Dataset entries:
- Opening Delimiter -
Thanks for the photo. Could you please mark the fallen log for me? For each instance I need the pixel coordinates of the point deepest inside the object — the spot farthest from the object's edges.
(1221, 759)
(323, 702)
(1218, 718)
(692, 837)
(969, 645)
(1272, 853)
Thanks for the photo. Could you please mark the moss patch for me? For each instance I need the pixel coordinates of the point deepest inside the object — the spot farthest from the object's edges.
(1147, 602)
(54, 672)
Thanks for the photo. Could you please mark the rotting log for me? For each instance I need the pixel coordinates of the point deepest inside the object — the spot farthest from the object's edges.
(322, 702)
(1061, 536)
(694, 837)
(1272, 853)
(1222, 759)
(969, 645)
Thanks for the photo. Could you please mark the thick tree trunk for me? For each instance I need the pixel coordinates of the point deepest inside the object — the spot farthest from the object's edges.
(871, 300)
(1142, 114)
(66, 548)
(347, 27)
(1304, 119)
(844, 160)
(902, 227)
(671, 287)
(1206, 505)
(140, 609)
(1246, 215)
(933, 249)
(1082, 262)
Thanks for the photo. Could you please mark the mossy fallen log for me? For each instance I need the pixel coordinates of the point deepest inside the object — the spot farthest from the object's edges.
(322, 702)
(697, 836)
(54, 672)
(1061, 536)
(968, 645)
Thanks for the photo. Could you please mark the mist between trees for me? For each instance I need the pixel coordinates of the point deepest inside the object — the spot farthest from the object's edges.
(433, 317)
- Closing Delimiter -
> Goal of the exercise: Starting from the line containing "Thanks for the photo. Could you please mark the thick" and ending with the final line of the data, reproduce each line exactly as it appears, including no other lines.

> Reply to the exercise:
Thanks for the photo. Could you please mark the thick tree trunk for me? For each instance I need the pixel coordinates of the point deepest inside the object — the spot farthest from the object's edges.
(871, 300)
(1142, 114)
(66, 548)
(347, 27)
(1304, 119)
(844, 160)
(902, 227)
(671, 287)
(1206, 505)
(140, 609)
(1246, 215)
(933, 249)
(1082, 262)
Thanks for the photo. Could you please mark the mossy fallen log for me? For each instance I need the pixel coordinates of the point deepest inside the object — the spot farthest from the object's edges.
(322, 702)
(697, 836)
(54, 672)
(1061, 536)
(968, 645)
Thanks for the photo. Could you please mark the mist between trees for me? For each instance I need the pixel coordinates of the point deepest inside the object — the spot farthest from the object's edges.
(433, 317)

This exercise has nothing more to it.